## TASK DESCRIPTION
Echo every one of the items below line for line, with no alterations.

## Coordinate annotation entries

------------------------------------

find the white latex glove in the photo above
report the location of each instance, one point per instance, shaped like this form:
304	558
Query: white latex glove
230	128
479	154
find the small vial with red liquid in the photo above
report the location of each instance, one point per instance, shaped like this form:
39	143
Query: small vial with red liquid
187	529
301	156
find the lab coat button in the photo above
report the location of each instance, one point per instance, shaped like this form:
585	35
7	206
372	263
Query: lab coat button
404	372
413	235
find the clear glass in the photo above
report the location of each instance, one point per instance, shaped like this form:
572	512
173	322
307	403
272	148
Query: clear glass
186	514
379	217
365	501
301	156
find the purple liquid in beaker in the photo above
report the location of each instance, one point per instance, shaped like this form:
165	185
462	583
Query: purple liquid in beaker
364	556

------------------------------------

## SOLUTION
find the white latex glove in the photo above
report the location of each instance, one point per instance, shaped like this form:
304	558
Query: white latex glove
230	128
479	154
find the small vial with red liquid in the photo above
report the location of each instance, one point per instance, shaped like this form:
39	143
Query: small vial with red liquid
187	529
301	156
find the lab coat button in the photo above
report the location of each instance, one point per instance, shaped like this form:
585	35
7	206
372	263
Query: lab coat button
404	372
413	235
find the clear glass in the photo above
report the location of each instance, one point per instance, shaped like this form:
572	512
173	322
307	403
272	148
Query: clear glass
186	514
379	217
365	501
301	156
find the purple liquid in beaker in the photo above
report the location of each instance, one point per instance, shaped like this form:
165	185
462	583
Query: purple liquid in beaker
364	556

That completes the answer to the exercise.